╭─ PROVIDED INFORMATION
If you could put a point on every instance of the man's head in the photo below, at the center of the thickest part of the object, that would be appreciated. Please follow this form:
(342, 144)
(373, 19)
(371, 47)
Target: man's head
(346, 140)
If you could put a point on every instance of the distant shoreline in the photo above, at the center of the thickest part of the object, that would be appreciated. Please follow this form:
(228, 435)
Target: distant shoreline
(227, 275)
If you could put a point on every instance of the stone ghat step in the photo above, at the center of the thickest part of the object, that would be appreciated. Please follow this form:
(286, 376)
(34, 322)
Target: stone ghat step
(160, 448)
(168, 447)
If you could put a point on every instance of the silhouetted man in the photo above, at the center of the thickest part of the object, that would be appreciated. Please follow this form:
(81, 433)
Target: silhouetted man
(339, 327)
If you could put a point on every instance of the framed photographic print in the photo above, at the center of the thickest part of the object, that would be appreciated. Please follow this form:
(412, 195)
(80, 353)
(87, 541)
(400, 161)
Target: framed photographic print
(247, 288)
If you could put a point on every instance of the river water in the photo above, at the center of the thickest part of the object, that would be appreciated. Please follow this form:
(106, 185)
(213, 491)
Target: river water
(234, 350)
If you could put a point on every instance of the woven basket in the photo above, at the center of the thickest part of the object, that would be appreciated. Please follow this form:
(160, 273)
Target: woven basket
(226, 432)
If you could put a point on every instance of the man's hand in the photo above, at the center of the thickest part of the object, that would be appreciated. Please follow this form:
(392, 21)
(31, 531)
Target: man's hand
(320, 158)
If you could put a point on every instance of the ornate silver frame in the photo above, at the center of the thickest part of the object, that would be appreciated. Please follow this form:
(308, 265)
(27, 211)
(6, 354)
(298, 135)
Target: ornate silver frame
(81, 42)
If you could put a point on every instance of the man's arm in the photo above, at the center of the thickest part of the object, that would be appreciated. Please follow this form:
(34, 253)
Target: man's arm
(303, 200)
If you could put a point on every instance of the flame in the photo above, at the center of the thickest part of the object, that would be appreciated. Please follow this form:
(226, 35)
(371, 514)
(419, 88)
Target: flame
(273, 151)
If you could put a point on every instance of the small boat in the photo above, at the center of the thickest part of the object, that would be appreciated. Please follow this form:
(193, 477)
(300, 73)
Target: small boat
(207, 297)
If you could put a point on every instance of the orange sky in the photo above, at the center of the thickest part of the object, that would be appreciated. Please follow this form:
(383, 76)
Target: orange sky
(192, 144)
╰─
EXERCISE BRIEF | The expected output is the run of lines from the one holding "of the woven" to the last line of the entries above, each reproduced character for character.

RESULT OF THE TASK |
If you could put a point on every instance of the woven basket in the photo above, at the center of the thickest part of the object, that would be appreciated. Please follow this form:
(160, 273)
Target: woven basket
(226, 432)
If you could put a point on every instance of the man's hand in the photo above, at the center of the thickest part of the object, that would be appreciated. Please follow this form:
(392, 21)
(31, 531)
Target: man's hand
(320, 158)
If you could put a point on every instance of the ornate silver frame in the photo above, at the center of the thickest part of the object, that would be appreciated. Please follow this form:
(308, 265)
(27, 211)
(6, 354)
(298, 135)
Target: ornate silver frame
(81, 42)
If you could put a point on every instance of the man's arm in the photo above, at the center of the thickest part of the object, that would be appreciated. Please follow this form:
(34, 253)
Target: man's arm
(303, 200)
If you could put a point on every instance of the flame in the photo above, at the center of the thickest part of the object, that would be appreciated. Please follow this form:
(226, 35)
(371, 514)
(419, 88)
Target: flame
(273, 151)
If you could put a point on every instance of the small boat in the photo above, at the center of the thickest part of the object, that would be appreciated. Please follow this form:
(193, 477)
(300, 73)
Target: small boat
(207, 297)
If you could put a point on every instance of the orange sky in the photo above, at the center of the thickest part of the object, that would be appreciated. Please follow this form:
(383, 76)
Target: orange sky
(192, 144)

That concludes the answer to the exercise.